**Lo que se pide**.
Localiza en los registros cada línea que contenga la palabra "green" y cópiala sin cambios, teniendo en cuenta que se distinguen mayúsculas y minúsculas.

Registros del conjunto de datos de anotación por puntos:
━━━
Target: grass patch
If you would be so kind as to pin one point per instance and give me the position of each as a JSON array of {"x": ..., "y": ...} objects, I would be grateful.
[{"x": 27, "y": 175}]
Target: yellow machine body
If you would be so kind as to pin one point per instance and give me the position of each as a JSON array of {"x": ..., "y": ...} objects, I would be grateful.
━━━
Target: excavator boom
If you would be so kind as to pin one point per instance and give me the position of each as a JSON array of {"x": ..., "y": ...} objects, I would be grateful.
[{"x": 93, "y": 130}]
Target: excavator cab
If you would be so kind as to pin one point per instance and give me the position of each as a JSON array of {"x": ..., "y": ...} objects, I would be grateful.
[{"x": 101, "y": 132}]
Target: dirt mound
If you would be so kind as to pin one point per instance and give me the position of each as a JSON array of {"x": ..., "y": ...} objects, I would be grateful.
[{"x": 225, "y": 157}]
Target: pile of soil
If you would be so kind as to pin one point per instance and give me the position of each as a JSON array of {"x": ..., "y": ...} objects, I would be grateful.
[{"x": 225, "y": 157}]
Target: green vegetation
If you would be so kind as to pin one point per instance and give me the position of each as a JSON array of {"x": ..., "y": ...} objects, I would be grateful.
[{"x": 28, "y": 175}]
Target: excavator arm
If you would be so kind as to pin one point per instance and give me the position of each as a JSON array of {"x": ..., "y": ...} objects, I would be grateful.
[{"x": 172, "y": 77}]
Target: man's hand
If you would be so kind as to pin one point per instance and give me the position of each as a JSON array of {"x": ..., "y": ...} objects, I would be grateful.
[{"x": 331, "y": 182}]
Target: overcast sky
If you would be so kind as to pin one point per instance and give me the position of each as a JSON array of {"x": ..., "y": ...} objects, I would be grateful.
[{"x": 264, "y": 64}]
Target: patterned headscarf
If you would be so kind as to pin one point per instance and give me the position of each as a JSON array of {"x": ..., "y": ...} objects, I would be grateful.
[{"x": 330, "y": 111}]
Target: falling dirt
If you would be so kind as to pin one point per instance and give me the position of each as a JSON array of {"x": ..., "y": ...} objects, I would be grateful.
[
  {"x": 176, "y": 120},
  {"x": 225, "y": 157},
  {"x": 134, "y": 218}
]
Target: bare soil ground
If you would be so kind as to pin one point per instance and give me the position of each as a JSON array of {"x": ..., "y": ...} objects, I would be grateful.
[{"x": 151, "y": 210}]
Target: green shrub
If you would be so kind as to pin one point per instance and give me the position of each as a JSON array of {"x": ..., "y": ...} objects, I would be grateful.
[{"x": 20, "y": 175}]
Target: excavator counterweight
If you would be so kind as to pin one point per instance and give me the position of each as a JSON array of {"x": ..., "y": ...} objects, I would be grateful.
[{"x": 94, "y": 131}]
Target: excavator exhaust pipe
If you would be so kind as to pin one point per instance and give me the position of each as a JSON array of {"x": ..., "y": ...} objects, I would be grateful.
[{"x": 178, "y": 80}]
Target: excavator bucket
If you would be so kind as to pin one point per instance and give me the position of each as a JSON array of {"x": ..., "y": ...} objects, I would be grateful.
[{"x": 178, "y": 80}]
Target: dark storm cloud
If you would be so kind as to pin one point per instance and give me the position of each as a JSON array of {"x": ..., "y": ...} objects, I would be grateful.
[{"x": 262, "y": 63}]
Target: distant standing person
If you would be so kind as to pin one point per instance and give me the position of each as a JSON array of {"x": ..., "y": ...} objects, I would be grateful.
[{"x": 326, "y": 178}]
━━━
**Solución del ejercicio**.
Target: green vegetation
Target: green shrub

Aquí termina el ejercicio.